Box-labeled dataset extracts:

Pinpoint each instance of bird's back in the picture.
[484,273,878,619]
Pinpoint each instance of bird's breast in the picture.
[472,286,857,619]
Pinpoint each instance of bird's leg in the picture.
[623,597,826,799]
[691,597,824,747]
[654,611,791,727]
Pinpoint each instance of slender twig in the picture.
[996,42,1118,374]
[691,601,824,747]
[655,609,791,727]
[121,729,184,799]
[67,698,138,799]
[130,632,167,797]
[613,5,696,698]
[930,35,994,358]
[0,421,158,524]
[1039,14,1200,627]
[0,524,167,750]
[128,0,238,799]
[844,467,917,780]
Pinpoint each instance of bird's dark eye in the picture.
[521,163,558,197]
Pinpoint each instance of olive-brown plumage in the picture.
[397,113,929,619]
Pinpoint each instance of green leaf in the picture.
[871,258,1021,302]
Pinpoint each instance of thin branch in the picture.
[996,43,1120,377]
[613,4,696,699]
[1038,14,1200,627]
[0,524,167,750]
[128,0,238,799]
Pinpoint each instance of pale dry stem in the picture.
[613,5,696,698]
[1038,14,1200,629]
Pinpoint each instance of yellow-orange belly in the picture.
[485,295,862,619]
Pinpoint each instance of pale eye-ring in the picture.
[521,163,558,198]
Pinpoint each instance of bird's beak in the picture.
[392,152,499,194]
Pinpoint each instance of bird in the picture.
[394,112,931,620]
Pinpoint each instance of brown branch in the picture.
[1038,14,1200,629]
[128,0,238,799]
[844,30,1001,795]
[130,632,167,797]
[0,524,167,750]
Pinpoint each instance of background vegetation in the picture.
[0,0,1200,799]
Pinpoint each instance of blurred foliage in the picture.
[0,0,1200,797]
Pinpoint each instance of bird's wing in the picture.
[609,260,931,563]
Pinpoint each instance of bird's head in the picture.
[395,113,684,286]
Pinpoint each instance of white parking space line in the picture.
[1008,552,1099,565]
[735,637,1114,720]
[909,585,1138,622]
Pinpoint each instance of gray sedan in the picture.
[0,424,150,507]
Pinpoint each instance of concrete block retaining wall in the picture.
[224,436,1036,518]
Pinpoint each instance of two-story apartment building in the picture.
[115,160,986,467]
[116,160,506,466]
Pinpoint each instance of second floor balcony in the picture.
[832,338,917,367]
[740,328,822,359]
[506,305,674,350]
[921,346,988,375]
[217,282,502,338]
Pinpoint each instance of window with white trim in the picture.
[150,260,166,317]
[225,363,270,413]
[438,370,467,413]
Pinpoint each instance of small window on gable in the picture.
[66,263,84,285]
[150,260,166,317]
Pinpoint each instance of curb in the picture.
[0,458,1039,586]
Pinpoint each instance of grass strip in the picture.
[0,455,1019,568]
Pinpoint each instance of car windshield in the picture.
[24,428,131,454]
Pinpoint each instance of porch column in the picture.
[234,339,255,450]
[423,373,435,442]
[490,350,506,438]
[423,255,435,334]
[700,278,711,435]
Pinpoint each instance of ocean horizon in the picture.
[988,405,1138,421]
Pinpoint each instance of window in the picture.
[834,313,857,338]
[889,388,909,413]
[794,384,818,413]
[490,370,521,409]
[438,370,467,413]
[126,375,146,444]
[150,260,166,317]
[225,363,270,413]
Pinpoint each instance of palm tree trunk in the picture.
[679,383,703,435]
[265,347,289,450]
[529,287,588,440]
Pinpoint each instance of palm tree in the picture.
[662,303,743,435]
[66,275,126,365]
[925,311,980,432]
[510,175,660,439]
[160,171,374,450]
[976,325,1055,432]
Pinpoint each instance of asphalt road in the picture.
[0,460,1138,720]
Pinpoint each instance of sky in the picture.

**The task**: Rewrite the listing above, changing every "Pinpoint" to "Find" and leaving everything else as it is.

**Exercise response**:
Find each instance of bird's back in the picture.
[484,273,878,619]
Find each instance of bird's breast in the picture.
[472,286,857,619]
Find each instance of bird's leg in the picture.
[623,597,826,799]
[691,597,824,747]
[654,611,791,727]
Find each instance of slender twig in the picture.
[996,42,1118,374]
[691,601,824,747]
[655,609,791,727]
[121,729,184,799]
[67,698,138,799]
[130,632,167,797]
[613,5,696,698]
[930,35,994,358]
[0,421,158,524]
[1039,14,1200,627]
[0,524,167,750]
[128,0,238,799]
[844,467,917,780]
Find each instance of bird's dark eye in the picture.
[521,163,558,197]
Find each instance of olive-brown plumage in the picture.
[397,113,929,619]
Find each instance of green leaf in the picture.
[871,258,1021,302]
Find each instance of thin branch in the picture.
[996,43,1120,377]
[613,4,696,699]
[1038,14,1200,627]
[0,524,167,750]
[128,0,238,799]
Find each instance of pale dry stem in the picture.
[613,5,696,698]
[1038,14,1200,629]
Find each instance of yellow-orange belly in the picture.
[485,295,862,619]
Find each instance of pale eye-ring in the picture.
[521,163,558,198]
Find each instance of bird's beak in the picture.
[392,152,499,194]
Find each instance of bird in the picture.
[394,112,931,620]
Find each instance of brown branch in the picture.
[1038,14,1200,629]
[128,0,238,799]
[844,30,1001,795]
[130,632,167,797]
[0,524,167,750]
Find each instance of background vegetation in the picture.
[0,0,1200,799]
Find each instance of blurred foliage in the picture.
[0,0,1200,797]
Find each instance of bird's wing in the picture.
[609,260,931,563]
Find each instance of bird's head in the picture.
[395,113,684,286]
Find each instance of white parking space line in the picture.
[1008,552,1099,565]
[735,637,1114,720]
[909,585,1138,622]
Find each instance of gray sedan in the picture.
[0,424,150,507]
Find each instance of concrete block retaining wall in the picture.
[224,436,1036,518]
Find each instance of two-story apartment building in the picture.
[115,160,986,467]
[116,160,506,466]
Find each instance of second floor balcony in the picture.
[832,338,917,367]
[740,328,822,359]
[506,305,674,350]
[921,346,988,375]
[217,282,502,338]
Find each instance of window with white trim in the picture.
[150,260,166,317]
[225,363,270,413]
[438,370,467,413]
Find each instance of small window on gable in the picture.
[66,263,84,285]
[150,260,166,317]
Find each instance of curb in the picture.
[0,458,1039,586]
Find each instance of grass strip in the picture.
[0,455,1019,568]
Find each instance of car windshield in the picture.
[24,428,131,454]
Find each instance of porch column in the picture.
[234,339,255,450]
[423,373,435,442]
[490,350,506,438]
[423,255,435,334]
[700,278,711,435]
Find each instance of ocean horizon in the picture.
[988,405,1138,421]
Find each instance of window in the picture.
[834,313,857,338]
[889,388,909,413]
[794,384,818,413]
[490,370,521,409]
[438,370,467,413]
[126,375,146,444]
[150,260,166,317]
[225,363,270,413]
Find each instance of palm tree trunk in the picture.
[679,383,703,435]
[265,347,289,450]
[529,287,588,440]
Find each instance of palm tree in the picture.
[662,303,743,435]
[66,275,126,365]
[925,311,980,432]
[510,175,660,439]
[160,171,374,450]
[976,325,1055,432]
Find each instance of asphalt road in the picture.
[0,460,1138,720]
Find each instance of sky in the picture.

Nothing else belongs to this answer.